__Data to use__
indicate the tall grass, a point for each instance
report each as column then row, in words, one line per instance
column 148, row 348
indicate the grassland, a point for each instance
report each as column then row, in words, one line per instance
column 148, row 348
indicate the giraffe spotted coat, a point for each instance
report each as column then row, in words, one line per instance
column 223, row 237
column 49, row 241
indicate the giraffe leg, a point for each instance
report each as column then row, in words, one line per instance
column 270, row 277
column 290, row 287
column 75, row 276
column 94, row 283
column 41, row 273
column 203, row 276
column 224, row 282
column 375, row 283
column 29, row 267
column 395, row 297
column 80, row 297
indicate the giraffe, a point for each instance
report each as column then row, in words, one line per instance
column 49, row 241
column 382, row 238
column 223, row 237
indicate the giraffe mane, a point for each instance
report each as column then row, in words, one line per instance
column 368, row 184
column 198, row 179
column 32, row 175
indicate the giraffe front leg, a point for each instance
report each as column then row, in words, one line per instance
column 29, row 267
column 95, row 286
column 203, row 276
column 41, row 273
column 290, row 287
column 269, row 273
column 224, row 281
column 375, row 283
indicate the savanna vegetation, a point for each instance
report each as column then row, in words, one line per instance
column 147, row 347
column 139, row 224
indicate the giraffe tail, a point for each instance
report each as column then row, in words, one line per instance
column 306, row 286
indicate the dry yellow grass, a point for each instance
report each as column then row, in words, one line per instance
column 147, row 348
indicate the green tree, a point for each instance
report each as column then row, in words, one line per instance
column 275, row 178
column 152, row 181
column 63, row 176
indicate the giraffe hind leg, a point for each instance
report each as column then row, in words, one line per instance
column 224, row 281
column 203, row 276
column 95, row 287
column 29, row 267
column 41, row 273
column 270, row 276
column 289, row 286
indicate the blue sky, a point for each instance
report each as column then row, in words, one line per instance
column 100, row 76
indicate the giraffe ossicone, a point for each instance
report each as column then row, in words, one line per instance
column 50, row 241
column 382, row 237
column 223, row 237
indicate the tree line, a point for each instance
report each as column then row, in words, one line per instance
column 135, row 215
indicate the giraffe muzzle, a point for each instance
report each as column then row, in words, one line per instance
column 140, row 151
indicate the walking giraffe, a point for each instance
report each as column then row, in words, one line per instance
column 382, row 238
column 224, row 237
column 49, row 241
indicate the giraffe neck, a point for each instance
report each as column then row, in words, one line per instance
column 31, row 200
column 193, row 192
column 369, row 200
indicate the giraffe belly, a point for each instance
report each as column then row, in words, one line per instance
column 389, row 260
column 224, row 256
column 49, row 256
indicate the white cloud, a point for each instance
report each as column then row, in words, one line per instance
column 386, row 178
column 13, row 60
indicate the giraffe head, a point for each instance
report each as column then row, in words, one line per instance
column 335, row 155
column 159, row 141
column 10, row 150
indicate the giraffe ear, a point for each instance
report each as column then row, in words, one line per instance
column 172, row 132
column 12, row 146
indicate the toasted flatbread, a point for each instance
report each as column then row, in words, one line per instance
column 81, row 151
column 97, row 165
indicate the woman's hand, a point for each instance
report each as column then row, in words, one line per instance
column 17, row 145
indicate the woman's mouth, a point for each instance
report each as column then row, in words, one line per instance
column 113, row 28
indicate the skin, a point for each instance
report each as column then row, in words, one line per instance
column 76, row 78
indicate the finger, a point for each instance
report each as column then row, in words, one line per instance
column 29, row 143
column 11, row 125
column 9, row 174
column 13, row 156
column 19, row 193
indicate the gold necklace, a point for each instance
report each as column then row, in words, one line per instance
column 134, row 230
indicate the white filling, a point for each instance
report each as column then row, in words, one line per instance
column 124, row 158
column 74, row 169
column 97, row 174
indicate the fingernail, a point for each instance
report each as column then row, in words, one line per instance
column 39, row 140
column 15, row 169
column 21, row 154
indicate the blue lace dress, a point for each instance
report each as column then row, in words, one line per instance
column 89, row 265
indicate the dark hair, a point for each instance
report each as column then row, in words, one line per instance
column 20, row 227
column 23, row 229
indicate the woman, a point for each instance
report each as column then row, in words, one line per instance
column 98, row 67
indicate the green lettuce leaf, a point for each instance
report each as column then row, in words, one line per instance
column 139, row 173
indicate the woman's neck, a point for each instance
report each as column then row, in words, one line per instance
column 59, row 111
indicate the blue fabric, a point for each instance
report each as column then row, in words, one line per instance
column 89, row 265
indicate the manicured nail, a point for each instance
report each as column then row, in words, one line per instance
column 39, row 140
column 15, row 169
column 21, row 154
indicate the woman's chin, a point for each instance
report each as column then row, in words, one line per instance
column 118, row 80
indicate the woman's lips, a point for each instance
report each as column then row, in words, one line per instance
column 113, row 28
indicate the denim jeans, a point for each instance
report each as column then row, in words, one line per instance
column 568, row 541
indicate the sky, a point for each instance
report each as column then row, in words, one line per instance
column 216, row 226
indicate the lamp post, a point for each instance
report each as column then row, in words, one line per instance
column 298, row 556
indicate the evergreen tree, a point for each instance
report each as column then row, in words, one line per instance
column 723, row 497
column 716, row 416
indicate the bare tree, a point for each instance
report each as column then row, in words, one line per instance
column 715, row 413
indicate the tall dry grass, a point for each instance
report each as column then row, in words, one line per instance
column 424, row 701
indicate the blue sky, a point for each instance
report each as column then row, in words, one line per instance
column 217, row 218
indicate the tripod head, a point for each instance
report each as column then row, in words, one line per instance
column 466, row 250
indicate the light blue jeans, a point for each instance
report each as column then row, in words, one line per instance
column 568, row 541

__Exercise task__
All of the material above needs to be copied exactly.

__Exercise output__
indicate the tall grass, a point for each instance
report each as column then row, in words, one line per instance
column 148, row 348
indicate the grassland, a point for each instance
report each as column then row, in words, one line per instance
column 148, row 348
indicate the giraffe spotted coat, a point for each instance
report each as column then row, in words, one line per instance
column 223, row 237
column 49, row 241
indicate the giraffe leg, a point for each instance
report each as column then row, in words, one line per instance
column 270, row 277
column 290, row 287
column 75, row 276
column 94, row 283
column 41, row 273
column 203, row 276
column 224, row 282
column 375, row 283
column 29, row 267
column 395, row 297
column 80, row 297
indicate the giraffe, a point for each instance
report each as column then row, in words, one line per instance
column 49, row 241
column 382, row 238
column 223, row 237
indicate the giraffe mane, a point for each instance
report each as column then row, in words, one line per instance
column 368, row 184
column 198, row 179
column 32, row 175
indicate the giraffe front leg, a point for each instance
report each as column then row, in words, one line per instance
column 29, row 267
column 95, row 286
column 203, row 276
column 41, row 273
column 290, row 287
column 269, row 273
column 224, row 281
column 375, row 283
indicate the savanna vegetation, a point for each instance
report each as column then row, in words, one line per instance
column 147, row 347
column 139, row 224
indicate the giraffe tail, a point for each instance
report each as column then row, in words, one line per instance
column 306, row 286
indicate the dry yellow grass, a point for each instance
report each as column then row, in words, one line per instance
column 147, row 348
indicate the green tree, a point for each instance
report each as column then row, in words, one line per instance
column 275, row 178
column 152, row 181
column 63, row 176
indicate the giraffe hind leg, a point for each instance
report each as column then row, in words, one line per instance
column 224, row 281
column 203, row 276
column 95, row 287
column 29, row 267
column 41, row 273
column 270, row 276
column 289, row 286
indicate the blue sky, a point for each instance
report each as column then row, in words, one line per instance
column 100, row 76
indicate the giraffe ossicone, a point for each instance
report each as column then row, in words, one line per instance
column 50, row 241
column 382, row 237
column 223, row 237
indicate the tree line, a point for each instance
report each as column then row, in words, one line per instance
column 135, row 215
indicate the giraffe muzzle, a point for each instance
report each as column then row, in words, one line per instance
column 140, row 151
indicate the walking giraffe, a point for each instance
report each as column then row, in words, one line per instance
column 382, row 238
column 224, row 237
column 49, row 241
indicate the giraffe neck, a point for each instance
report each as column then row, in words, one line per instance
column 31, row 200
column 193, row 192
column 369, row 200
indicate the giraffe belly, a point for each instance
report each as column then row, in words, one line per instance
column 389, row 260
column 224, row 256
column 49, row 256
indicate the white cloud, a point for each instance
report each as column then row, in words, one line per instance
column 386, row 178
column 13, row 60
indicate the giraffe head, a point for each instance
report each as column then row, in words, one line per instance
column 335, row 155
column 159, row 141
column 10, row 150
indicate the giraffe ear, a point for each instance
report each as column then row, in words, one line per instance
column 172, row 132
column 12, row 146
indicate the toasted flatbread, a point for each instance
report each as column then row, in words, one line per instance
column 81, row 151
column 97, row 165
indicate the woman's hand, a point for each instance
report each as column then row, in words, one line per instance
column 17, row 145
indicate the woman's mouth, a point for each instance
report each as column then row, in words, one line per instance
column 113, row 28
indicate the skin, a point for each instance
report each as column then row, in words, one line per instance
column 76, row 78
indicate the finger, a point for each instance
report each as column then row, in words, one line per instance
column 29, row 143
column 11, row 125
column 9, row 174
column 13, row 156
column 19, row 193
indicate the gold necklace, a point for each instance
report each as column then row, in words, one line per instance
column 134, row 230
indicate the white filling, a point for each instance
report each as column then row, in words, one line per instance
column 124, row 158
column 74, row 169
column 97, row 174
indicate the fingernail, a point for each instance
report each as column then row, in words, one line per instance
column 39, row 140
column 15, row 169
column 21, row 154
indicate the blue lace dress, a point for each instance
report each as column then row, in words, one line per instance
column 89, row 265
indicate the dark hair, a point for each instance
report each as column then row, in words, one line per instance
column 20, row 227
column 23, row 229
indicate the woman, a point for each instance
report each as column then row, in words, one line per instance
column 98, row 67
indicate the green lettuce leaf, a point for each instance
report each as column then row, in words, one line per instance
column 139, row 173
indicate the woman's neck, a point for each instance
report each as column then row, in words, one line per instance
column 59, row 111
indicate the blue fabric, a point for each instance
report each as column then row, in words, one line per instance
column 89, row 265
indicate the manicured nail, a point for each instance
report each as column then row, in words, one line per instance
column 39, row 140
column 15, row 169
column 21, row 154
indicate the woman's chin, a point for each instance
report each as column then row, in words, one line per instance
column 118, row 80
indicate the woman's lips, a point for each instance
report each as column then row, in words, one line per instance
column 113, row 28
indicate the denim jeans, a point for each instance
report each as column then row, in words, one line per instance
column 568, row 541
indicate the sky, a point for each instance
report each as column then row, in words, one line per instance
column 216, row 226
indicate the lamp post, a point for each instance
report each as column then row, in words, one line per instance
column 298, row 556
indicate the evergreen tree, a point for each instance
report each as column then row, in words, one line per instance
column 723, row 497
column 716, row 416
indicate the bare tree, a point for each instance
report each as column then row, in words, one line per instance
column 715, row 413
indicate the tall dry grass, a point for each instance
report each as column then row, in words, one line per instance
column 424, row 701
indicate the blue sky, a point for each instance
report each as column then row, in words, one line per instance
column 217, row 218
indicate the tripod head, a point for each instance
report each as column then row, in words, one line per instance
column 466, row 250
indicate the light blue jeans, a point for each instance
report each as column then row, in words, one line per instance
column 568, row 541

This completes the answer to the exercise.